→ WORK REQUEST: Quote the text below on Merck's Remicade discount scheme word for word, starting with "Discount deals are" and going on through "of payer dealmaking.".

SELECTED PASSAGE Start Marker

Under biosimilar assault in Europe, Merck rolled out cut-rate deals on Remicade to defend its brand from cheaper options, then-brand-new to the market. Now, the U.K.’s competition authority claims the pharma giant “broke competition law” by lowering the med's price.
In a statement of objections issued on Tuesday, the U.K.’s Competition and Markets Authority (CMA) says Merck abused a “dominant position through a discount scheme for Remicade that was likely to restrict competition from ‘biosimilar’ versions of infliximab that were new to the market.” Merck is known as MSD outside of the U.S.
Discount deals are among the tactics Big Pharma is using to counter competition from biosimilar rivals—and increasingly so, as more of the knockoff drugs launch. Johnson & Johnson, now facing a Remicade biosimilar in the U.S., has said its own aggressive deals with payers will help the brand preserve sales. That sort of attempt is possible with biosimilars, as opposed to ultracheap small-molecule generics, because the more complex knockoffs tend to be priced around 15% lower than the brand, within the realm of payer dealmaking.

SELECTED PASSAGE End Marker
RECORDED DATA Start Marker

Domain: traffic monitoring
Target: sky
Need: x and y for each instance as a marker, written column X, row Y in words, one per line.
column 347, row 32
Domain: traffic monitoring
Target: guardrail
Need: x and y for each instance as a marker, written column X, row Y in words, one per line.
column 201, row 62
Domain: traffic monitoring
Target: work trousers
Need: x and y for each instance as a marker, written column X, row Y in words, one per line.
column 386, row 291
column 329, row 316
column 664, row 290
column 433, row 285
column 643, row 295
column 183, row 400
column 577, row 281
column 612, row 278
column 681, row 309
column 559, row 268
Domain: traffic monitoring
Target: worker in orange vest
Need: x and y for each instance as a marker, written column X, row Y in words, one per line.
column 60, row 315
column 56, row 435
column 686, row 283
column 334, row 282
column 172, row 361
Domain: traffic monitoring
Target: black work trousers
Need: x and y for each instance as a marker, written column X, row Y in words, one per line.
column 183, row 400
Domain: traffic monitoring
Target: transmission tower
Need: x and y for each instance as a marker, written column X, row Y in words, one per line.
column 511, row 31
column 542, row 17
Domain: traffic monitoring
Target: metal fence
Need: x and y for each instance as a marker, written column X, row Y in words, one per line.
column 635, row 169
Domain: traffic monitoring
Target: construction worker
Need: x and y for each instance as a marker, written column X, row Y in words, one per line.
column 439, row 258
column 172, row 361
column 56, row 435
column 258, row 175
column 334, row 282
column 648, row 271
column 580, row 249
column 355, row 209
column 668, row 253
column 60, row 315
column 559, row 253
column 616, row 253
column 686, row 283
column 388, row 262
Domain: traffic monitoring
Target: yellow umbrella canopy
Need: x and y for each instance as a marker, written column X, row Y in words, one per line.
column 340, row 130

RECORDED DATA End Marker

→ RESULT:
Discount deals are among the tactics Big Pharma is using to counter competition from biosimilar rivals—and increasingly so, as more of the knockoff drugs launch. Johnson & Johnson, now facing a Remicade biosimilar in the U.S., has said its own aggressive deals with payers will help the brand preserve sales. That sort of attempt is possible with biosimilars, as opposed to ultracheap small-molecule generics, because the more complex knockoffs tend to be priced around 15% lower than the brand, within the realm of payer dealmaking.